— Documento —
__________
As mudanças na legislação trabalhista permitirão a quarteirização do trabalho, mecanismo pelo qual uma empresa grande contrata uma terceirizada, que por sua vez contrata outra ainda menor, na avaliação do juiz do trabalho Luiz Colussi.

Diretor de Assuntos Legislativos da Associação Nacional dos Magistrados da Justiça do Trabalho (Anamatra), ele alerta para a precarização das condições do trabalho com a liberação da terceirização sem limites que deverá ser consolidada pela Reforma Trabalhista, já que, como ele destaca com base em diversos estudos, estes empregados têm ganhos menores e trabalham mais.

O juiz critica o que chama de “uma série de dispositivos para dificultar ou impedir o acesso à Justiça do Trabalho” previstos na reforma.  A lei da terceirização tornou clara a responsabilidade das tomadoras de serviço para arcar com direitos trabalhistas, mas somente após se esgotarem as chances de cobrança de direitos da terceirizada.

O juiz do Trabalho Luiz Colussi cita desdobramentos da reforma

Mesmo que a nova lei que regulamenta a terceirização não tenha alterado diretamente as normas da Consolidação das Leis do Trabalho (CLT), é possível que mexa com os direitos previstos?

LUIZ COLUSSI: Tanto os empregados diretos da empresa quanto os terceirizados estão sob o abrigo da CLT. Mas o terceirizado acaba tendo uma condição inferior. O grande problema que temos apontado, e que não vai mudar, é que o trabalho terceirizado remunera menos do que o dito normal. As estatísticas apontam uma remuneração até 30% inferior. Por outro lado, é um trabalhador que trabalha mais. Ele chega a trabalhar 2,7 horas a mais do que os outros. Isso acaba acarretando um desgaste maior para esse trabalhador. Não é à toa que os terceirizados adoecem mais e sofrem mais acidentes de trabalho. De cada dez trabalhadores afastados do trabalho por conta de problemas de saúde ou acidentados, oito são de serviços terceirizados. É um número bem significativo. A empresa tomadora do serviço contrata a terceirizada e até cede seu estabelecimento e instalações, mas a terceirizada não tem o cuidado de propiciar um bom ambiente laboral. Aprovaram um texto ruim e mal escrito, que foi jogado no mesmo que rege as normas do trabalho temporário.

O fato de ser empregado oficialmente de uma terceirizada e de trabalhar efetivamente para a tomadora de serviços dificulta, na prática, a cobrança pelo cumprimento das normas trabalhistas?
__________
— Dados fornecidos —
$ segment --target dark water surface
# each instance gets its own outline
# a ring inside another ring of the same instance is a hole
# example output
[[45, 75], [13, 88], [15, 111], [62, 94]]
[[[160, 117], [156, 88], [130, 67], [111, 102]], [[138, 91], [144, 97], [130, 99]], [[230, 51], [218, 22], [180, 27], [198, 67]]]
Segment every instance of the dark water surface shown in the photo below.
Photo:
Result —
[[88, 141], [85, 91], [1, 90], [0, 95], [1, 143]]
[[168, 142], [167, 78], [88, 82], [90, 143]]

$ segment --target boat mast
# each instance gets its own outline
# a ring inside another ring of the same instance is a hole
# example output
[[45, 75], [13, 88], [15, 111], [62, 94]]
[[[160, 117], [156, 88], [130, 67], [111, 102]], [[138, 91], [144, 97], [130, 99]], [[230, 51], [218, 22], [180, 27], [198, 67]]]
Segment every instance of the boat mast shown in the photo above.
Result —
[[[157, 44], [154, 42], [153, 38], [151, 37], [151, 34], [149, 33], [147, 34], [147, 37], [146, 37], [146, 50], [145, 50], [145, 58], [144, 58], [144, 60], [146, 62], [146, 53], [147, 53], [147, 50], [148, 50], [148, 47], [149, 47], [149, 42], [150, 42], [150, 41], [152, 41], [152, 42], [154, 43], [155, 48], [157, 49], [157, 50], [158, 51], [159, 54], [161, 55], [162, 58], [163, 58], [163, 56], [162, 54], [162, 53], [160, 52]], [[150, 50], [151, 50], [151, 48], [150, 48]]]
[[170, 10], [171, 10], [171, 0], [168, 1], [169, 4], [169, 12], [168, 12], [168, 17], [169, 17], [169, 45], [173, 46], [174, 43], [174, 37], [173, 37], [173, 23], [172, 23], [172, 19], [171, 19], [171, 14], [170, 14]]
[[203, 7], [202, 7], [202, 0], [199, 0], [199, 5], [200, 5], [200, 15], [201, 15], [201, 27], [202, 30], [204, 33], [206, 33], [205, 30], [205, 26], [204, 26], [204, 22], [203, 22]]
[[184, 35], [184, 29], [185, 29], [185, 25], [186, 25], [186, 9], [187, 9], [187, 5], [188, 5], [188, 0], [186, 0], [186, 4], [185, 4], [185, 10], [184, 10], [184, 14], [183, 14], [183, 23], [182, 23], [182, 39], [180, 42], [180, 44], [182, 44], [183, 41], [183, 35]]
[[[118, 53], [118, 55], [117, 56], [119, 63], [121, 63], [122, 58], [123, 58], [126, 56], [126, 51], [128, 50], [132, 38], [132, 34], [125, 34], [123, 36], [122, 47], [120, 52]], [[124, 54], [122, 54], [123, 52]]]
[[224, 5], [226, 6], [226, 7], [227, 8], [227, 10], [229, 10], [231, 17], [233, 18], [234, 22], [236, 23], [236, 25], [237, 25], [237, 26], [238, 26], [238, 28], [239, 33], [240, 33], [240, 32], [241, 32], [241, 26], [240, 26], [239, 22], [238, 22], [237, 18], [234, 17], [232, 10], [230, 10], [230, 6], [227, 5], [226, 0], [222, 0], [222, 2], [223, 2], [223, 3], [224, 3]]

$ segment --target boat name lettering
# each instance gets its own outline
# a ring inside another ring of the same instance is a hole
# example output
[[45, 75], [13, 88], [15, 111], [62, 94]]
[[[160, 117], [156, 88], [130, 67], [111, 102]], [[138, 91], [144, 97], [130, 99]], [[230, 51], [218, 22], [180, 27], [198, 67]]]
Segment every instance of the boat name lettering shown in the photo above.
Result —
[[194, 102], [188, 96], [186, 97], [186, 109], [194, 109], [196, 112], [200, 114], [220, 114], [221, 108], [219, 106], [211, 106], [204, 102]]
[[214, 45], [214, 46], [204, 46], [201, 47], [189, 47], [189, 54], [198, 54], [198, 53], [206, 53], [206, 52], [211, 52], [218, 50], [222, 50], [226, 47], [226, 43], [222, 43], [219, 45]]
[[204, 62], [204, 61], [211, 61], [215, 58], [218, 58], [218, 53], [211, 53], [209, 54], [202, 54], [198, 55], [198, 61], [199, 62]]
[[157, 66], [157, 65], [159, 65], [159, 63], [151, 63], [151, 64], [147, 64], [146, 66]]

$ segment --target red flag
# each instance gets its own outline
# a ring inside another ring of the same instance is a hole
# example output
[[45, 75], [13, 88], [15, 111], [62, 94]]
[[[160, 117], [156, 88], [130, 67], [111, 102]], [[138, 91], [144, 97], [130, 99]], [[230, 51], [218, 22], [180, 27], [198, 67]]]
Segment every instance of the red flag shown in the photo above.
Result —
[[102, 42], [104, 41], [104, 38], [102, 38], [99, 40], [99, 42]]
__________
— Tarefas e exercícios —
**a.** Que cargo Luiz Colussi ocupa na Anamatra, segundo o documento?
**b.** Liste todos os dados numéricos que Luiz Colussi apresenta, em sua resposta no documento, para comparar os trabalhadores terceirizados com os demais.
Os registros são um material separado e não têm relação com o documento.

— Soluções completas —
**a.** Ele é diretor de Assuntos Legislativos da Associação Nacional dos Magistrados da Justiça do Trabalho (Anamatra).

**b.**
- Os terceirizados recebem uma remuneração até 30% inferior.
- Eles chegam a trabalhar 2,7 horas a mais do que os outros.
- De cada dez trabalhadores afastados por problemas de saúde ou acidentados, oito são de serviços terceirizados.